TOMBO™ No. 1400-NA ニチアス|600℃耐熱・剛直性で施工を極める!ガラス繊維系織布ガスケット徹底解説
「ボイラーのマンホールガスケット、400℃対応のガラスクロスでは少し不安だが、800℃対応のAES繊維はオーバースペックでコストもかかる」「大口径の排ガスダクトフランジ、ガスケットが柔らかすぎて垂直に取り付けるのが大変だ」「フランジ面間が狭くて、柔軟なガスケットだと挿入時に折れ曲がってしまう」…。
高温設備、特にボイラー、乾燥炉、排ガスダクトなどのマンホールや点検口、接続部のシールにおいては、「耐熱性」はもちろんのこと、「施工性(ハンドリング性)」が作業効率や安全確保の観点から極めて重要になる場面があります。特に大口径のガスケットを垂直に取り付ける際や、狭いフランジ間に挿入する際、柔らかすぎるガスケットは形状を保てず、取り付けに多大な労力を要することがあります。

課題の目標 → ガスケットの解説文によると、高温設備のシールでは「耐熱性」に加えて何が極めて重要になる場面があるか。

提供情報 →
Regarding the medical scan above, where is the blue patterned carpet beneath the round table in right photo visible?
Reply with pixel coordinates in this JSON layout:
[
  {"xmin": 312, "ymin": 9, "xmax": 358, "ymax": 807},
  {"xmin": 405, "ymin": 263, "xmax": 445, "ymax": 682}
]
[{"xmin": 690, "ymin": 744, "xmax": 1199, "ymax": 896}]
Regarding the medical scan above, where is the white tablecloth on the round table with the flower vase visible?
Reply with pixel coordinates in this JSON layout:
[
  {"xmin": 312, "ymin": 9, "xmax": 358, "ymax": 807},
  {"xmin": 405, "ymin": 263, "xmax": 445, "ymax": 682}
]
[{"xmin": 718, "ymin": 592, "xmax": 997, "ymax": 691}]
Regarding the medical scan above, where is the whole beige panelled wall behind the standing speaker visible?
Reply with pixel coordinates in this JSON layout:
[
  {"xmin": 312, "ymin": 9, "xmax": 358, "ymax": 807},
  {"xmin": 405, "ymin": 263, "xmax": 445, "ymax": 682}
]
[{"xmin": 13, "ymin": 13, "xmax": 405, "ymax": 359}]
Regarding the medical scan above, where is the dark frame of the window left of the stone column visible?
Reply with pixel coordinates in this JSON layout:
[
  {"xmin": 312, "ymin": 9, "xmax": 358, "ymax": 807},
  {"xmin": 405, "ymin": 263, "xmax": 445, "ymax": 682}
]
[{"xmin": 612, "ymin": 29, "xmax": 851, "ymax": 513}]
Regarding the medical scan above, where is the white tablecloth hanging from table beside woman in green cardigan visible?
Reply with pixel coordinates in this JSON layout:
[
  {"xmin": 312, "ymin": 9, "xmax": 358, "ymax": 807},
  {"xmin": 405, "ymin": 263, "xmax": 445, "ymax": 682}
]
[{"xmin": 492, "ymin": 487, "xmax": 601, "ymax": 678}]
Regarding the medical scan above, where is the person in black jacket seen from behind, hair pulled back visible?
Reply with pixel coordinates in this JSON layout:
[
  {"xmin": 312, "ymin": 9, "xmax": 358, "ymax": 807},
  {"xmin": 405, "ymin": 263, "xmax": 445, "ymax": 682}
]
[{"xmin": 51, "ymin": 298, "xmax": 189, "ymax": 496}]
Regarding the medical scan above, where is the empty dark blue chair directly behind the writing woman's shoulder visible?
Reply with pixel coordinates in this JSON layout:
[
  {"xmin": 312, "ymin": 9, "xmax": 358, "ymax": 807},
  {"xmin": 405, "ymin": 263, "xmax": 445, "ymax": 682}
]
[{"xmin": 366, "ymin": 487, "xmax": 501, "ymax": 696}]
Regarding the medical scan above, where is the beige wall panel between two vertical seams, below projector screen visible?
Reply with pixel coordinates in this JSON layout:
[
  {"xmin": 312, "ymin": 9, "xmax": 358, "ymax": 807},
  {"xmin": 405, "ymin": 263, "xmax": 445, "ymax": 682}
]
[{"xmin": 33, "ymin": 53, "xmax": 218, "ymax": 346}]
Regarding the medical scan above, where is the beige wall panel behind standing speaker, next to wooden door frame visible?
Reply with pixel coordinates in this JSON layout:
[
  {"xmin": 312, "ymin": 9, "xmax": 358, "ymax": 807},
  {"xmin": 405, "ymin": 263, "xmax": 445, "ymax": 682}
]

記述解答 → 「施工性(ハンドリング性)」が極めて重要になる場面がある。